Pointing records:
+ + + + + + +

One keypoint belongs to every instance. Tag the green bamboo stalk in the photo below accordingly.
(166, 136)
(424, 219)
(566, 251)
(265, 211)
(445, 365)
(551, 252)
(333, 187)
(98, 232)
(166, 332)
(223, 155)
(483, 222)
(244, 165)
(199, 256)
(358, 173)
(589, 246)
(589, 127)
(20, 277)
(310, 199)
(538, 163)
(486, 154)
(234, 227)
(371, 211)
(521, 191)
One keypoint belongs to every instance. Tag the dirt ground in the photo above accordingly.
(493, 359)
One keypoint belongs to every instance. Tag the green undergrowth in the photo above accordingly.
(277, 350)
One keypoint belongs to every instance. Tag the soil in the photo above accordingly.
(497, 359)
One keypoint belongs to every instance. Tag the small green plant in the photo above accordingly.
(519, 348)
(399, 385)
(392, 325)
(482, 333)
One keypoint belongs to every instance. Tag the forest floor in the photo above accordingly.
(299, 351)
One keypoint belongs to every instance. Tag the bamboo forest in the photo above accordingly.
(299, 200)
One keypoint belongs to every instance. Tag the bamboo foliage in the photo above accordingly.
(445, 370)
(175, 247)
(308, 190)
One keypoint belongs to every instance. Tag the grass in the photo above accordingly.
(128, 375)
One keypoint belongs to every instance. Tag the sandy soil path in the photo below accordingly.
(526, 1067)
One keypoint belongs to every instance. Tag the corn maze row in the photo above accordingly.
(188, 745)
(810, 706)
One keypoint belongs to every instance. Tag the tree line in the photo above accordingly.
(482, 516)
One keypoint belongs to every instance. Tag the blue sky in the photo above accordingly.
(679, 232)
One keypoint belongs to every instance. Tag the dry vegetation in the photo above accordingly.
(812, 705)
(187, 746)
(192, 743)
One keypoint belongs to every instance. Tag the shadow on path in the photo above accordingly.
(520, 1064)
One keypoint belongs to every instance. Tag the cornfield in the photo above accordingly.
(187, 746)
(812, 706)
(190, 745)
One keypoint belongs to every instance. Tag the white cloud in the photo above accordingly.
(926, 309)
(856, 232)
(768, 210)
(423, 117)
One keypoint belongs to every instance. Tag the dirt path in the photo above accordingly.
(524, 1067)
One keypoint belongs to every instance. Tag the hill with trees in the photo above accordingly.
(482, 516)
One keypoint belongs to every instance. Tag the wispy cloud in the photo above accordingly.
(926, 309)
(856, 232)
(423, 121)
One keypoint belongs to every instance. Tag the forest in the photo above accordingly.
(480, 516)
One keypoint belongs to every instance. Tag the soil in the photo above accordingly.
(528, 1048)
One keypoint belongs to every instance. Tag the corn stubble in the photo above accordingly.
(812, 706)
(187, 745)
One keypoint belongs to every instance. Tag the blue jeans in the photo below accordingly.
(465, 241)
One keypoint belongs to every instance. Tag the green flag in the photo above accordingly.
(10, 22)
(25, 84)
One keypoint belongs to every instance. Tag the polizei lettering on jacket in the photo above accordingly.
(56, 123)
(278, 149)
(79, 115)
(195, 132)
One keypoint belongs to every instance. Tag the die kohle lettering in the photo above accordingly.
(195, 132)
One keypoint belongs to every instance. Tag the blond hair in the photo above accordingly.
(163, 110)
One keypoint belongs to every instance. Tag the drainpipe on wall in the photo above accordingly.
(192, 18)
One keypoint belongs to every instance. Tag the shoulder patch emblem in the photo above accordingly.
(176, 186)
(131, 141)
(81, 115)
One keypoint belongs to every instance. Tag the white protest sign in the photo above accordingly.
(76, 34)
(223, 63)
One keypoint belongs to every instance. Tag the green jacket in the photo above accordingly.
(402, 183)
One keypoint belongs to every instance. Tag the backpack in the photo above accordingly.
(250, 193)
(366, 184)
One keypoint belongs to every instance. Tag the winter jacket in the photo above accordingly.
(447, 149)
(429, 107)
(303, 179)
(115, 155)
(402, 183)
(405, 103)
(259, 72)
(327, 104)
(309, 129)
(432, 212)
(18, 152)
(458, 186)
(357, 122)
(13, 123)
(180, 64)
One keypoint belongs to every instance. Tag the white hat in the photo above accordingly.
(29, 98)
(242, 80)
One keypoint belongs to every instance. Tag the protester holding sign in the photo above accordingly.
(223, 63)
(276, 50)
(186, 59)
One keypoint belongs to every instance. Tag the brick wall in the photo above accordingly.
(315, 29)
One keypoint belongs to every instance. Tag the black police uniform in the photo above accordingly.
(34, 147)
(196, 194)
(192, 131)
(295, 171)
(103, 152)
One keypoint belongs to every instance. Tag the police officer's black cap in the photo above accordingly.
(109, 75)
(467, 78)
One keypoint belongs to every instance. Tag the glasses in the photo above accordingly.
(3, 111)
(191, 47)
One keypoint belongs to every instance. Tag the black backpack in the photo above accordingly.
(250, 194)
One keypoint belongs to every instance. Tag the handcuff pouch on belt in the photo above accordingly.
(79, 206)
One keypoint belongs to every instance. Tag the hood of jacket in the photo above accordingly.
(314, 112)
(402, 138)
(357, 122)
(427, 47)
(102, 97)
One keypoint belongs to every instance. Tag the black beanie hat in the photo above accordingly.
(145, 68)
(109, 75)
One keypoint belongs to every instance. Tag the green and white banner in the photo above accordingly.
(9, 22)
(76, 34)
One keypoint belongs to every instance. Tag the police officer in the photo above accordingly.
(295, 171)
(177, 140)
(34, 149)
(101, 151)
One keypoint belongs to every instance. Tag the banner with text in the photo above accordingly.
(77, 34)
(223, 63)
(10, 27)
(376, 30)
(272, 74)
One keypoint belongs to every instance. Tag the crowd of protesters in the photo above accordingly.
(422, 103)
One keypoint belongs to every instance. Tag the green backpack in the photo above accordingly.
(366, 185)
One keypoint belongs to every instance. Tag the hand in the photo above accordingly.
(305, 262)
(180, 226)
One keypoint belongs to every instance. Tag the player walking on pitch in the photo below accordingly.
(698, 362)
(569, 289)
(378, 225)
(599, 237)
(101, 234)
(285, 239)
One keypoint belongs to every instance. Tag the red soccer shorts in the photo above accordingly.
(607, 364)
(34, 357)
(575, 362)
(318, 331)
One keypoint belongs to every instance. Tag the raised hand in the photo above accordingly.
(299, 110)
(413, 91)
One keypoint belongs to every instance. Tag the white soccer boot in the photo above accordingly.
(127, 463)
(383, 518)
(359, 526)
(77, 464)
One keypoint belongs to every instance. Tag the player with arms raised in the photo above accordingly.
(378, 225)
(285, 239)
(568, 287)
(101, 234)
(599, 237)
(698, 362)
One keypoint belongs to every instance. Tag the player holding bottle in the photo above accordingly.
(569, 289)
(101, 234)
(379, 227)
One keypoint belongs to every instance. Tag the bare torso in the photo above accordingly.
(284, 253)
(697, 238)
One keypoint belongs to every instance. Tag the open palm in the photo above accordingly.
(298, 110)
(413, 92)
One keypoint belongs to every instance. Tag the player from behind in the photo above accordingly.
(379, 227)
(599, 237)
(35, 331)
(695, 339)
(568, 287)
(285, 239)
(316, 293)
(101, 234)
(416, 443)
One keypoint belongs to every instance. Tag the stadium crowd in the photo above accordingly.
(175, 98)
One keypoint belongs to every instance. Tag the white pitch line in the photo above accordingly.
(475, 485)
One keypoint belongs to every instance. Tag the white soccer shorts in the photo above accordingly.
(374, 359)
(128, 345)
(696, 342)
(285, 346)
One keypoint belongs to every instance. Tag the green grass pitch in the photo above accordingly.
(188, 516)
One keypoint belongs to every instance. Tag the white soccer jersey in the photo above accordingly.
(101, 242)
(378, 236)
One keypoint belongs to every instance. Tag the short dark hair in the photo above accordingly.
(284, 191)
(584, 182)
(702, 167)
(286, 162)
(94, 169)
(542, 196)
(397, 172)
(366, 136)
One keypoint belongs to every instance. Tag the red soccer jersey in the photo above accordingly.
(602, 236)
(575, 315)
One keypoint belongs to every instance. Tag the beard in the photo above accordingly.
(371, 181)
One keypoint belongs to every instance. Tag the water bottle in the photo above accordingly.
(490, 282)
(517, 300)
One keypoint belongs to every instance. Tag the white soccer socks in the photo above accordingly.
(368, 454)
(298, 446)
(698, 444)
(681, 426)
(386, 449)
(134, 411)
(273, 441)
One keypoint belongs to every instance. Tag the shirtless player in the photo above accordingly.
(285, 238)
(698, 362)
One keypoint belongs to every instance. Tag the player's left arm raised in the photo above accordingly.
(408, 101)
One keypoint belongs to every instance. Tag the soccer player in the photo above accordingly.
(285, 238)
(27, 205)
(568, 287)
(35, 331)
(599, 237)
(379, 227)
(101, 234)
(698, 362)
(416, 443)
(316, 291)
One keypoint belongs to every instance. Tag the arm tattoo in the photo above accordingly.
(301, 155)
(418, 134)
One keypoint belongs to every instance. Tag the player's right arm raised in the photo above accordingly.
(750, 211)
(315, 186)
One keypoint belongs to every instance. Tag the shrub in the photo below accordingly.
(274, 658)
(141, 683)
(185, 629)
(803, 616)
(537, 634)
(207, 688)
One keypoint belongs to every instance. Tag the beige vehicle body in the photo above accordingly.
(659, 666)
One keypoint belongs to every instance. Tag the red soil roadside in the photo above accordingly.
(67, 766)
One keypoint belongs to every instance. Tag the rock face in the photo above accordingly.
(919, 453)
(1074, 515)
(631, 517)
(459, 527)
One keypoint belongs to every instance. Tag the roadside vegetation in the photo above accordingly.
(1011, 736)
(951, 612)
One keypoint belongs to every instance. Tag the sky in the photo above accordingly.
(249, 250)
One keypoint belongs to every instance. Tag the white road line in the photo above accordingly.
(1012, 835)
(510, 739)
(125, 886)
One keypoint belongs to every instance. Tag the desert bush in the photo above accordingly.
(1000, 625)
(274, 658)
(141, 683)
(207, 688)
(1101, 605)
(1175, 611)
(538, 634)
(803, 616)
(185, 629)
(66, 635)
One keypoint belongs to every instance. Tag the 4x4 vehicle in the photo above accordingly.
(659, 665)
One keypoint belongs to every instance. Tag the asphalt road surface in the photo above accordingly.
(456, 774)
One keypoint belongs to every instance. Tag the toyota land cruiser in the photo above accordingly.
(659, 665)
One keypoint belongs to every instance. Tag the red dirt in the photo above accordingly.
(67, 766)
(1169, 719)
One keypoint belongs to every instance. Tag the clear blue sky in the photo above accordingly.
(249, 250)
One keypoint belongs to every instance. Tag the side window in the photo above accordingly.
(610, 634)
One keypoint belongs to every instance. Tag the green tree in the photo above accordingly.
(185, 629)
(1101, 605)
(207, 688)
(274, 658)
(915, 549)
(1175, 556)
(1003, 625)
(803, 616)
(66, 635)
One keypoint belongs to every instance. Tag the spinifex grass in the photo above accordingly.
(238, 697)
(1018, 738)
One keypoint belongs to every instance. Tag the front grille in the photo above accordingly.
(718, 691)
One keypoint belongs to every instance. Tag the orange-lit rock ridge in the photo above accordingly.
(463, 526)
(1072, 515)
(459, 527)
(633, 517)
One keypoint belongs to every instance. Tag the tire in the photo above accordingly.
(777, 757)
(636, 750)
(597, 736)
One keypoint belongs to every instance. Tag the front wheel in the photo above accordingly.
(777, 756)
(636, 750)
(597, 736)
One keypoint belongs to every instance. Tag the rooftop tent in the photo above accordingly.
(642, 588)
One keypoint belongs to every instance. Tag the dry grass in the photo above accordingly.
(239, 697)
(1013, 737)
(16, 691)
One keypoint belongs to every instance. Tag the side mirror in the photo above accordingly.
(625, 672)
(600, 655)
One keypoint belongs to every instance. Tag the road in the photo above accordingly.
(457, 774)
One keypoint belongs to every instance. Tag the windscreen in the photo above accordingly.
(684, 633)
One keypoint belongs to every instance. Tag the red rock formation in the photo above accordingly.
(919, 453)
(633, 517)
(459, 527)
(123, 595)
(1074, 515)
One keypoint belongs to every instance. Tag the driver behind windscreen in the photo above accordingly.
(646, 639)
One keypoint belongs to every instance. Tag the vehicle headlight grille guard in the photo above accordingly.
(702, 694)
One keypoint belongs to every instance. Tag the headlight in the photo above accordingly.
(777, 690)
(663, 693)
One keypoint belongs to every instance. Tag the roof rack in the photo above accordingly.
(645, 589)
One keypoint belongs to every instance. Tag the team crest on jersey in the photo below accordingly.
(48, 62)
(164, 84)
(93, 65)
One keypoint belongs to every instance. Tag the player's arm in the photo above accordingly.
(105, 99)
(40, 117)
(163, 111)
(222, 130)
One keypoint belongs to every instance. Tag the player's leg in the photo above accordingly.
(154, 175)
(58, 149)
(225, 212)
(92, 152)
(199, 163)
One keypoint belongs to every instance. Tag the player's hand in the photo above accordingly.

+ + + + + + +

» **PROBLEM TO WORK ON**: Reproduce exactly the line that holds "One keypoint belongs to every instance. Tag the driver", then every line after it, ending with the final line of the records above.

» **ANSWER TO THIS PROBLEM**:
One keypoint belongs to every instance. Tag the driver behind windscreen in the photo above accordingly.
(646, 639)
One keypoint belongs to every instance. Tag the vehicle headlight grille guard in the photo above accordingly.
(702, 694)
One keypoint belongs to every instance. Tag the headlight in the photo above accordingly.
(777, 690)
(663, 693)
One keypoint belongs to every instance. Tag the roof rack in the photo above accordingly.
(645, 589)
One keypoint belongs to every instance. Tag the team crest on jersey in the photo below accordingly.
(48, 62)
(164, 84)
(93, 65)
One keypoint belongs to every instance. Tag the player's arm in the photo above accordingly.
(105, 99)
(40, 117)
(163, 111)
(222, 130)
One keypoint belongs to every instance. Tag the player's leg in the photo above accordingly.
(154, 175)
(58, 149)
(225, 212)
(92, 152)
(199, 163)
One keypoint belongs to every instance. Tag the player's hand in the photo above accordingly.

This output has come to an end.